WHAT YOU WILL DO: Format the lines of the records from the one containing "Each instance of the windshield frame" through the one containing "Each instance of the paving", inclusive, as a JSON list of strings with one string per line, omitting blank lines.

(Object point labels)
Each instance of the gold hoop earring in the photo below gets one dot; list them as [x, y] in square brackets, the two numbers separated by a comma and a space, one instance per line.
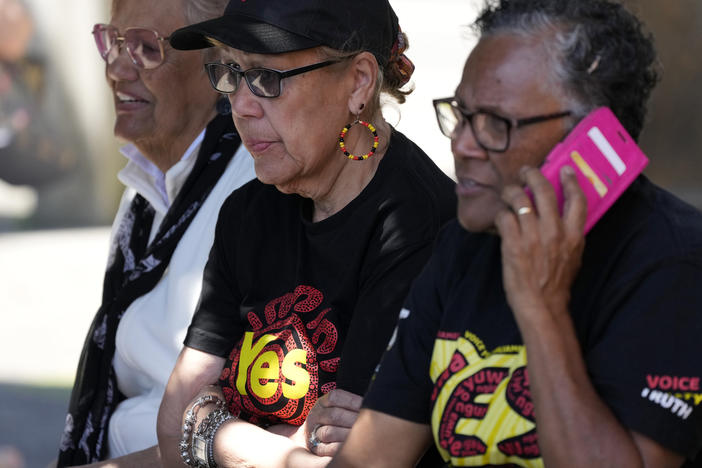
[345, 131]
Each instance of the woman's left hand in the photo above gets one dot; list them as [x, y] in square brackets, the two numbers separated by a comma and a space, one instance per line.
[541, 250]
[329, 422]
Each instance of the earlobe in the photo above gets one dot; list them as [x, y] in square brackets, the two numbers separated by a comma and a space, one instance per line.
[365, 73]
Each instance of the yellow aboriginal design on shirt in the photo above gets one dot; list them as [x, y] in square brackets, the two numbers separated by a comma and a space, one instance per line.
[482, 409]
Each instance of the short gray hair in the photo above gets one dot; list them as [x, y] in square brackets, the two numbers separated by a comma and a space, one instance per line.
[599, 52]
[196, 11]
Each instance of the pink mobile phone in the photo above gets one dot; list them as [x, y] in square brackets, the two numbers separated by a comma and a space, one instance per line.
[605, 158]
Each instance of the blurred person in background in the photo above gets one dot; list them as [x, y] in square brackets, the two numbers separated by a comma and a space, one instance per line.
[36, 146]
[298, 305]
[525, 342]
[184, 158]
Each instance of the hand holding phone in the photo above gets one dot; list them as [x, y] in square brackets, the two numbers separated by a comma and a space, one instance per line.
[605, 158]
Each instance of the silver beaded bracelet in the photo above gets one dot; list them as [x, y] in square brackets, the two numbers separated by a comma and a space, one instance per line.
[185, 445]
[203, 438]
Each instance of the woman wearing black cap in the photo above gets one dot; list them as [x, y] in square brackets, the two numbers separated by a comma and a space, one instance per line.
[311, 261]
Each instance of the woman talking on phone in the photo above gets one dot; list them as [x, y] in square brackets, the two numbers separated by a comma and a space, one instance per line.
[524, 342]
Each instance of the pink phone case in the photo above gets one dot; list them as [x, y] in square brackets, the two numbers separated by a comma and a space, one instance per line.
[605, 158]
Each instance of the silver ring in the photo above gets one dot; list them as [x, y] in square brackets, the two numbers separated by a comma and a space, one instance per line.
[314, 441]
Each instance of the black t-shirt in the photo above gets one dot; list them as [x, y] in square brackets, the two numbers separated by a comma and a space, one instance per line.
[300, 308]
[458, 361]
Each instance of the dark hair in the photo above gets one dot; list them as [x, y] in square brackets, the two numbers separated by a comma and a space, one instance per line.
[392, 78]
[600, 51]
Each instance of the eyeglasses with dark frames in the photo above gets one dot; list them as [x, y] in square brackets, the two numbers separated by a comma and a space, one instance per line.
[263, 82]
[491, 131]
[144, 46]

--

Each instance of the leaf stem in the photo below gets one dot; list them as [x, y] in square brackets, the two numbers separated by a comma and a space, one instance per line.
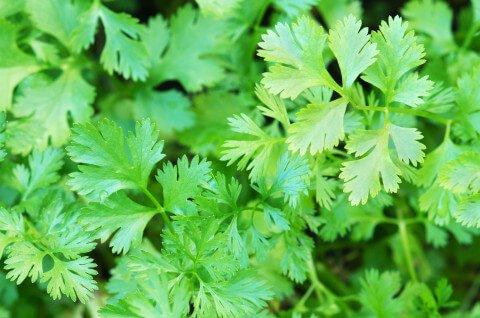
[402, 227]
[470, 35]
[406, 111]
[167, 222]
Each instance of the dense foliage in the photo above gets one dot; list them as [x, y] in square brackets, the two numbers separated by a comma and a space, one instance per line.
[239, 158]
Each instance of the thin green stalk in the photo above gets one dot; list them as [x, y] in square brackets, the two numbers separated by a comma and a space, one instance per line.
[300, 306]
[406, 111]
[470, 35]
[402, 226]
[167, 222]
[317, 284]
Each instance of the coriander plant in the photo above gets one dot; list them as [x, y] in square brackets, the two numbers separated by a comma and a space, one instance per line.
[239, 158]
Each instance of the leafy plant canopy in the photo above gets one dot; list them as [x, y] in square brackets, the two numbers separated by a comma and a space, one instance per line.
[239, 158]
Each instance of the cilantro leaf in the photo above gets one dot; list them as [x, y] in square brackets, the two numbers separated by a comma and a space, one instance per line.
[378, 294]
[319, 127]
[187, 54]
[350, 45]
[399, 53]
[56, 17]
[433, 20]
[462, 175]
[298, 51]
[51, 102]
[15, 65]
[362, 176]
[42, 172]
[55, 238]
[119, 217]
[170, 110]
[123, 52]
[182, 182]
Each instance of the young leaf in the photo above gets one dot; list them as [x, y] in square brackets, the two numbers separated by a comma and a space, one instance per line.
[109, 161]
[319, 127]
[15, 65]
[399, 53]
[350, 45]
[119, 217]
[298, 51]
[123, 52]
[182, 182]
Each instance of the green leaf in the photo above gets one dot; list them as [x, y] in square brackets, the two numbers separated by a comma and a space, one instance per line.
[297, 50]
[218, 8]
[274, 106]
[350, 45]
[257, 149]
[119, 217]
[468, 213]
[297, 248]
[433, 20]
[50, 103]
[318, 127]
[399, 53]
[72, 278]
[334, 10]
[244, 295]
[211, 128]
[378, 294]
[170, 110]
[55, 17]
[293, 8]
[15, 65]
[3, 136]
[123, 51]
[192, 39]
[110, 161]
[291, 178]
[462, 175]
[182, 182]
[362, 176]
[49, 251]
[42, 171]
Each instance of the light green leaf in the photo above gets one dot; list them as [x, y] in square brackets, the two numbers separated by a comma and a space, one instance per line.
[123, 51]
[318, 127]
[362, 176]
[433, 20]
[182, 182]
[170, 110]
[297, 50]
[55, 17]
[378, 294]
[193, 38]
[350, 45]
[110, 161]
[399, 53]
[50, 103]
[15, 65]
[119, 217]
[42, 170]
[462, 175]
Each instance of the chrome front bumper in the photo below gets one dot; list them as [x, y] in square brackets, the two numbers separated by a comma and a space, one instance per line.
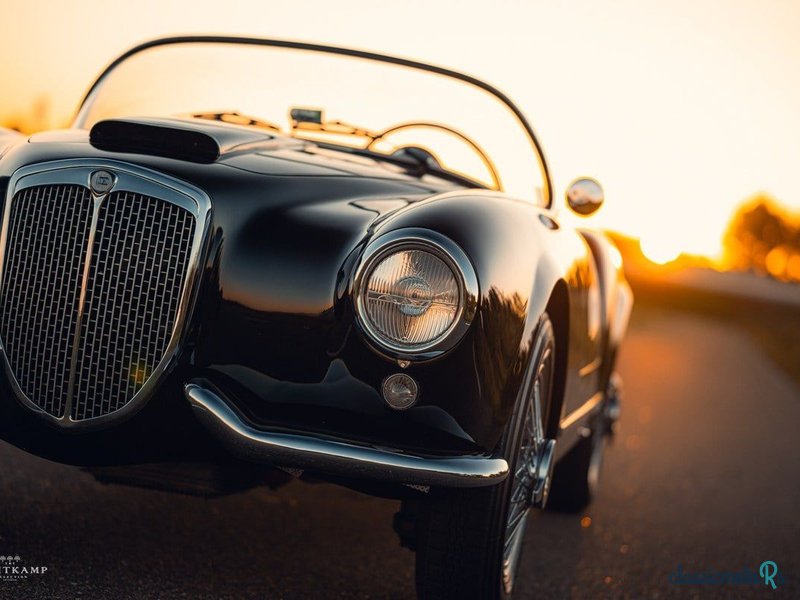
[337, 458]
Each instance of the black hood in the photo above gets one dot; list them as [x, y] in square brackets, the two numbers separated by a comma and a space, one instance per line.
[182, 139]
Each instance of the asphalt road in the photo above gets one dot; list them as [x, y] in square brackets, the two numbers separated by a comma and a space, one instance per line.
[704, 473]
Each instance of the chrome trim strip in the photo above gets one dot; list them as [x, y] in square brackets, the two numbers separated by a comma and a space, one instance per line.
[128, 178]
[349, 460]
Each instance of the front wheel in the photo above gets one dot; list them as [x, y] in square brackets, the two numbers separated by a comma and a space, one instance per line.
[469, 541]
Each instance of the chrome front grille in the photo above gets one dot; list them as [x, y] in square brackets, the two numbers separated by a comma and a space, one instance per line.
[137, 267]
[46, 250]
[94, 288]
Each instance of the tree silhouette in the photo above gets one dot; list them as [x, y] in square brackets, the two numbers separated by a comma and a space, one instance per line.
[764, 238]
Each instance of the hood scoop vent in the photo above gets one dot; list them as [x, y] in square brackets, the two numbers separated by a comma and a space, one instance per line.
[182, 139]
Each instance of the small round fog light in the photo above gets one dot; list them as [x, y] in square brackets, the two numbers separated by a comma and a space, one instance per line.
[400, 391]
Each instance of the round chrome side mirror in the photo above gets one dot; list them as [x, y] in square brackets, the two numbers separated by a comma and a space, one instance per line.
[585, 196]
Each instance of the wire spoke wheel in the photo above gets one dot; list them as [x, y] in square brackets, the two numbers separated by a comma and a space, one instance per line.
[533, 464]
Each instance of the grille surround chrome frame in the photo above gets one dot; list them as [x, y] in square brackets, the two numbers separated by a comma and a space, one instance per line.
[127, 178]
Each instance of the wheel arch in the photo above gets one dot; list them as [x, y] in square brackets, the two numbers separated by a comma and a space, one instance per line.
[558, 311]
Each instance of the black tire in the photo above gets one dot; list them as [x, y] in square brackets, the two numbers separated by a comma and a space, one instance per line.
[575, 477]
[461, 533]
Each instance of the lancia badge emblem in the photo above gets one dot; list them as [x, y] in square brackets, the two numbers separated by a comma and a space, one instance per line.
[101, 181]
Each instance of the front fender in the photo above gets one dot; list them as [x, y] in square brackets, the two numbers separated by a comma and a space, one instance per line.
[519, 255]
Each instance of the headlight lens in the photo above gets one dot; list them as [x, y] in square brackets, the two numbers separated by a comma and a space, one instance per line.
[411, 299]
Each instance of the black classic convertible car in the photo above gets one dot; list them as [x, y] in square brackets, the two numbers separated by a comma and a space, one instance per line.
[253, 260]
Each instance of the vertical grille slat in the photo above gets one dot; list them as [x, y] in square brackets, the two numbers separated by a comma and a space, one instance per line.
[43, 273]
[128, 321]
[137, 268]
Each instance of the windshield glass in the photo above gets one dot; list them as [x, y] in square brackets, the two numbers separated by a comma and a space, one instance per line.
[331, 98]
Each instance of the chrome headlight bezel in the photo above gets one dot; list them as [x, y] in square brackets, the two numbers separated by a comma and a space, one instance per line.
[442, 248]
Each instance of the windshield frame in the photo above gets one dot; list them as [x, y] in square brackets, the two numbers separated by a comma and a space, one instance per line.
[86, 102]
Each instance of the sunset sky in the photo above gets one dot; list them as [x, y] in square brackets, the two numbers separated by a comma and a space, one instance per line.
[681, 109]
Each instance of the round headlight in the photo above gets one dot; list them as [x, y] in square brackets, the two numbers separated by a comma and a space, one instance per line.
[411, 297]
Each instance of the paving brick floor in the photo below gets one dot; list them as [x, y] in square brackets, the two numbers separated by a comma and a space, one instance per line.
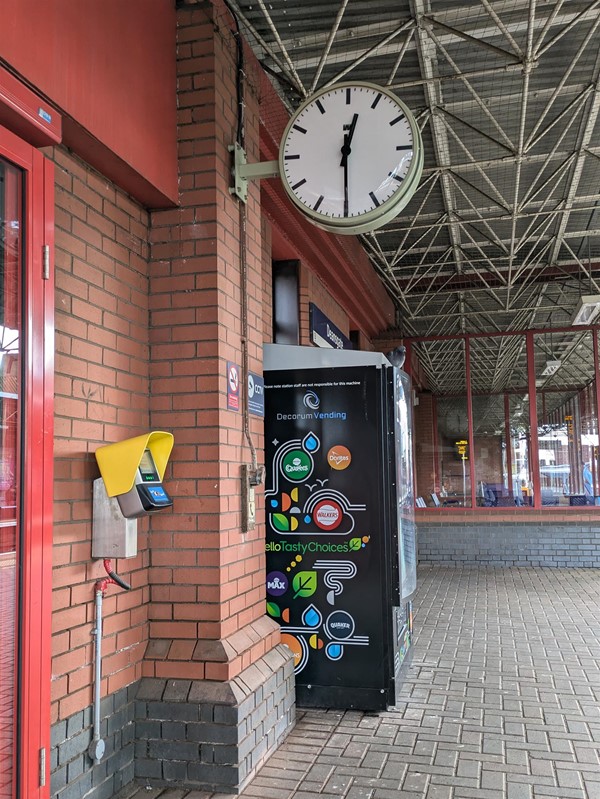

PROBLEM SOLUTION:
[
  "Each instance of the windshield frame in the photo above gets one dot; list them as [x, y] in square brackets, the two numbers separated by a comma and a space, one instance per line.",
  "[86, 102]",
  "Each instance of the sunset sky in the photo above gets one dot; list them as [x, y] in square brackets, the two numbers separated by a comma and a space, one instance per line.",
  "[681, 109]",
  "Each instance of the round headlight in the photo above gets one dot; list them as [x, y] in square brackets, the two numbers separated by a comma and a space, one instance per line.",
  "[411, 297]",
  "Each instance of the paving brick floor in the photo below gets one dot; list them as [x, y] in square brackets, the two numbers separated by a comma and a space, one instance per line."
]